Extrait fourni —

================================

Gagnés par l'hospitalité de Carmen, de nombreux Vénézuéliens ont décidé de rester à El Juncal. C'est le cas de Daniel, 34 ans, mécanicien et chef cuisinier. En août 2018, il avait quitté le Venezuela avec des amis et des voisins dans l'espoir de rejoindre Guayaquil, une ville équatorienne où ils avaient eu vent de bonnes opportunités d'emploi.

« Ce sont des ingénieurs, des ouvriers, des charpentiers. Ce sont des gens comme nous. »

« Au Venezuela, je ne pouvais pas nourrir mes enfants. J'ai dû arpenter la rue tous les jours et voir ce que je pouvais obtenir pour eux, ce qui m'a poussé à quitter le pays », explique Daniel.

Daniel a quitté son emploi et a vendu sa voiture pour payer un billet d'autobus et se rendre à la frontière. Après l’entrée en Colombie, il a dû poursuivre le voyage à pied pendant huit jours. « Nous avons fait de l'auto-stop, nous avons dormi à la belle étoile plusieurs fois », se souvient-il. « C'était très difficile. »

================================

Activité 1 —
Recopiez le passage de l'extrait fourni compris entre « Gagnés par l'hospitalité » et « bonnes opportunités d'emploi. », ces deux bornes incluses.
Activité 2 —
Prolongez le texte sur le parcours de Daniel, migrant vénézuélien, en reprenant juste après sa dernière phrase.

Matériel fourni —
================================

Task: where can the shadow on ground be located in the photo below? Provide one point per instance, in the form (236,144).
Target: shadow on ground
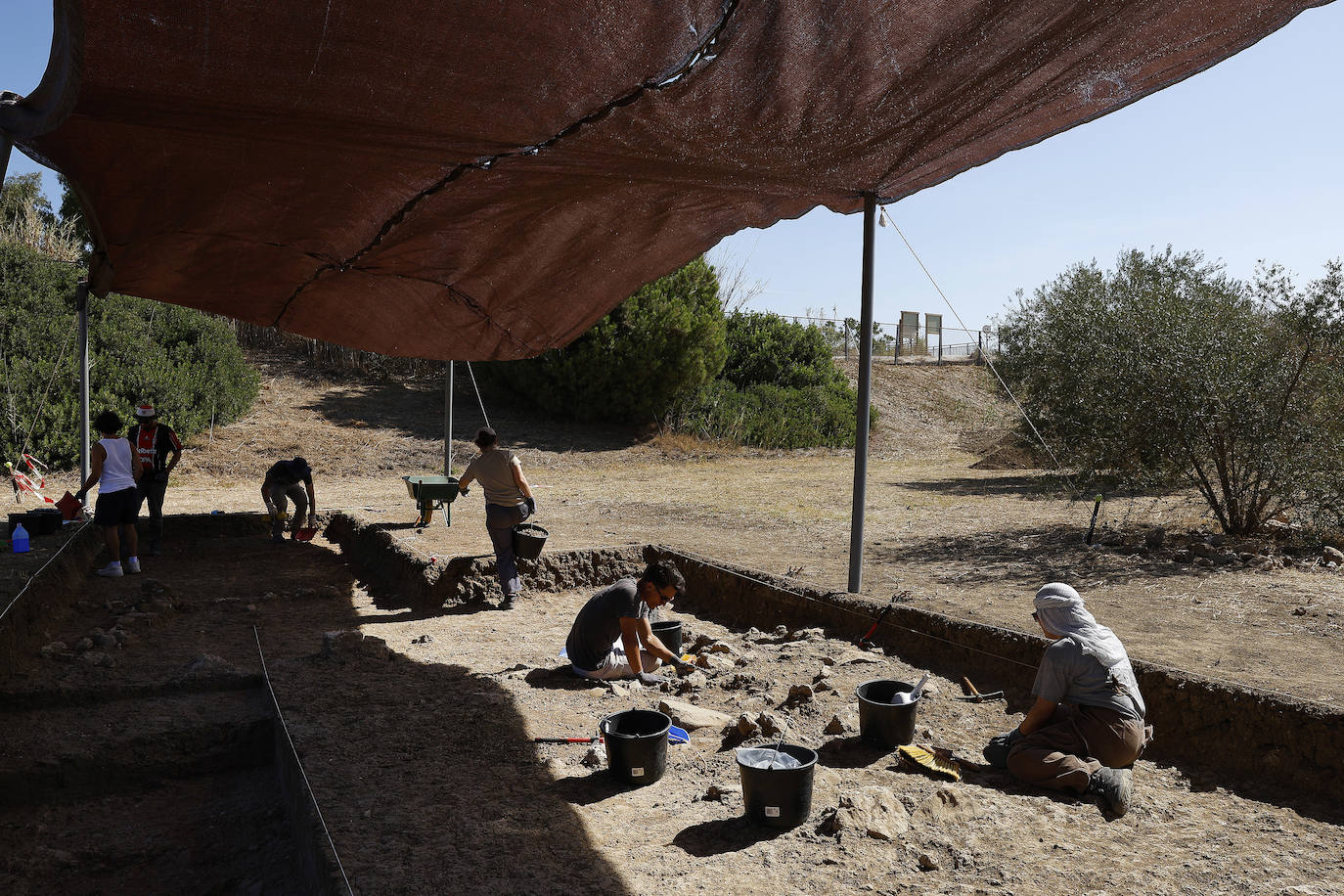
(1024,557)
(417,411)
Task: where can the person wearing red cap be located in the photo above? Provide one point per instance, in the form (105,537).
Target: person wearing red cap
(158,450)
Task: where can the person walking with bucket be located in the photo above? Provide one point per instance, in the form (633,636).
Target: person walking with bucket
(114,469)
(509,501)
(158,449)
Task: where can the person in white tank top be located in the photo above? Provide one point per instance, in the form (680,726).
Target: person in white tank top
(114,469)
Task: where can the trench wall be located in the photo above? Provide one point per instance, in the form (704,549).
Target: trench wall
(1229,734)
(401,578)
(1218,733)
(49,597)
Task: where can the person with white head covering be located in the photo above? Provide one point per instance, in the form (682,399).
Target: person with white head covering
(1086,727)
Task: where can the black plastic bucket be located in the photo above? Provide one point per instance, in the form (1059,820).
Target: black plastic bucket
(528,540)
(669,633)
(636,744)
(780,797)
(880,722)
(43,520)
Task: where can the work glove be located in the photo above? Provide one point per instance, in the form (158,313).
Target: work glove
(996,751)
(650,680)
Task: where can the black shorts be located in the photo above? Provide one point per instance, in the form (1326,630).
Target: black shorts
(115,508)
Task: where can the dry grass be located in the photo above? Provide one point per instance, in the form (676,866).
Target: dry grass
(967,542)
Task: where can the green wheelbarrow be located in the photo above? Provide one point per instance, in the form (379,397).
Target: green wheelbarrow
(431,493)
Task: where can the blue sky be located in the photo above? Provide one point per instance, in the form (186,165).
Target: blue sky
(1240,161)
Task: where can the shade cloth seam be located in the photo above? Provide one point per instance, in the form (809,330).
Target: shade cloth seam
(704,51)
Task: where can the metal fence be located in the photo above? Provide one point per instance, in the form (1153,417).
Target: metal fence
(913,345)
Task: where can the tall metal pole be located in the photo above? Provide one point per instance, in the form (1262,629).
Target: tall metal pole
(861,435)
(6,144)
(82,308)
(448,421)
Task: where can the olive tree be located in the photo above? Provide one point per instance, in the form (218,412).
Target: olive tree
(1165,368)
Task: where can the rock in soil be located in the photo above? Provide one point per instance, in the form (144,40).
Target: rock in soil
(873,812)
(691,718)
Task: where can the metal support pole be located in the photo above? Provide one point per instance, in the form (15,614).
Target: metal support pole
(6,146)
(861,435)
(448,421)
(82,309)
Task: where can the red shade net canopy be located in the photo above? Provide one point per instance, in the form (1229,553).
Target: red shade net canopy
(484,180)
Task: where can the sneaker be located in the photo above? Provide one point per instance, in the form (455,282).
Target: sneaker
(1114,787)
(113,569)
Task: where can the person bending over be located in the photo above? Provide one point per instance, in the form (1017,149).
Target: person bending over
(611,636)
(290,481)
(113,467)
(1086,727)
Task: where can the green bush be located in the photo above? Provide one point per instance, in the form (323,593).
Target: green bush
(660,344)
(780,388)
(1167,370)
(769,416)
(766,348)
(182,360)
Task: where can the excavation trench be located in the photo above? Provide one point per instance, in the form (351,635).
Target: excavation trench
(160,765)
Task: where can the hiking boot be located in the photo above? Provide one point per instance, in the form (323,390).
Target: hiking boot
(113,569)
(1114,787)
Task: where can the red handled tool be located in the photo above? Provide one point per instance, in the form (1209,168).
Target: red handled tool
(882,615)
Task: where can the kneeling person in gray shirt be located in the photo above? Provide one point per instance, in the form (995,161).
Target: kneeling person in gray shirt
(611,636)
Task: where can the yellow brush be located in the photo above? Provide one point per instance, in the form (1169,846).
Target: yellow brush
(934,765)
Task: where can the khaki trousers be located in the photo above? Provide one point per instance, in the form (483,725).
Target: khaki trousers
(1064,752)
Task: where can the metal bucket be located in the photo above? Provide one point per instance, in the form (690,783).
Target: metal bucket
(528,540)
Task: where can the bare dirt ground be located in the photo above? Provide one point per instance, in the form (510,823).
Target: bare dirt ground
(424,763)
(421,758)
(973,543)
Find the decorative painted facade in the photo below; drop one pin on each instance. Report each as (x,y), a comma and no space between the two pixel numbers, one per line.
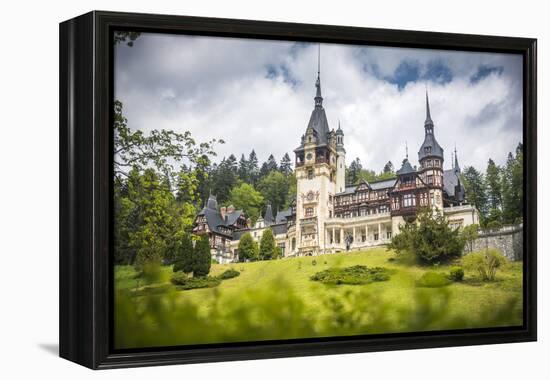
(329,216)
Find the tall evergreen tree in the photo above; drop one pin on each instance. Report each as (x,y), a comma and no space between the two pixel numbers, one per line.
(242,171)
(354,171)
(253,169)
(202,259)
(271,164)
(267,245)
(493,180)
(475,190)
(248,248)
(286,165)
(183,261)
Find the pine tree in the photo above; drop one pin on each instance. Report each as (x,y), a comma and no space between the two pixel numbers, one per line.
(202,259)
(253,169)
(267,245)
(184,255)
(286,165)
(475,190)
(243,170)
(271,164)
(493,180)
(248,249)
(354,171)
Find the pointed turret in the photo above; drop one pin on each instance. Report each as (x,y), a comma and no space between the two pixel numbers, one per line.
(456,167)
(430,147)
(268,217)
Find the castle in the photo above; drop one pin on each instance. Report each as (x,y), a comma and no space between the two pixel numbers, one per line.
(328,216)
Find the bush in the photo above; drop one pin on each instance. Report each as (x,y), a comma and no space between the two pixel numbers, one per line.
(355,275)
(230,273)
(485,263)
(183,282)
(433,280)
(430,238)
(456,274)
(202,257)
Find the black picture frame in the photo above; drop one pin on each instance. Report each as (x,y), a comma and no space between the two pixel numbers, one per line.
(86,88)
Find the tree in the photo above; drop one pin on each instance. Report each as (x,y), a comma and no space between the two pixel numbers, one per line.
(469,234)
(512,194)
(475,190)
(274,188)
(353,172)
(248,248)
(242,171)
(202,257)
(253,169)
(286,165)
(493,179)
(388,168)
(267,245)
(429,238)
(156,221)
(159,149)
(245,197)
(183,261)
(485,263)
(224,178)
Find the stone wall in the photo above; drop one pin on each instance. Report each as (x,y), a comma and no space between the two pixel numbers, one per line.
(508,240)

================================

Résultat de l'exercice 1 —
Gagnés par l'hospitalité de Carmen, de nombreux Vénézuéliens ont décidé de rester à El Juncal. C'est le cas de Daniel, 34 ans, mécanicien et chef cuisinier. En août 2018, il avait quitté le Venezuela avec des amis et des voisins dans l'espoir de rejoindre Guayaquil, une ville équatorienne où ils avaient eu vent de bonnes opportunités d'emploi.

Résultat de l'exercice 2 —
Quand Daniel est arrivé à El Juncal, où la majorité de la population est d'origine afro-équatorienne, des femmes qui vendaient des fruits dans la rue lui ont donné à manger et lui ont parlé de Carmen. Daniel et ses compagnons décidèrent d'aller à l'auberge pour se reposer. « Maintenant, cette dame est comme une mère pour nous », déclare Daniel en souriant. Grâce à l'aide de Carmen, le jeune homme a trouvé un emploi pour travailler dans les champs et il loue maintenant une chambre à quelques mètres de l'auberge.

Daniel se souvient que, lorsqu'il a déménagé, plusieurs personnes de la ville lui ont donné un matelas, des vêtements et de la nourriture. La générosité et la gentillesse dont il a bénéficié à El Juncal l'ont conduit à y rester. Six mois après, il se sent comme chez lui à El Juncal et espère pouvoir bientôt faire venir sa famille depuis le Venezuela.

Pour Carmen, toute personne qui franchit le seuil de son auberge devient un nouveau membre de sa famille. « Quand on s'assoit, on parle et on rit », dit Carmen. « J'aime les regarder danser et chanter. Tous les jours, ils me saluent. C'est comme si on se connaissait depuis toujours. »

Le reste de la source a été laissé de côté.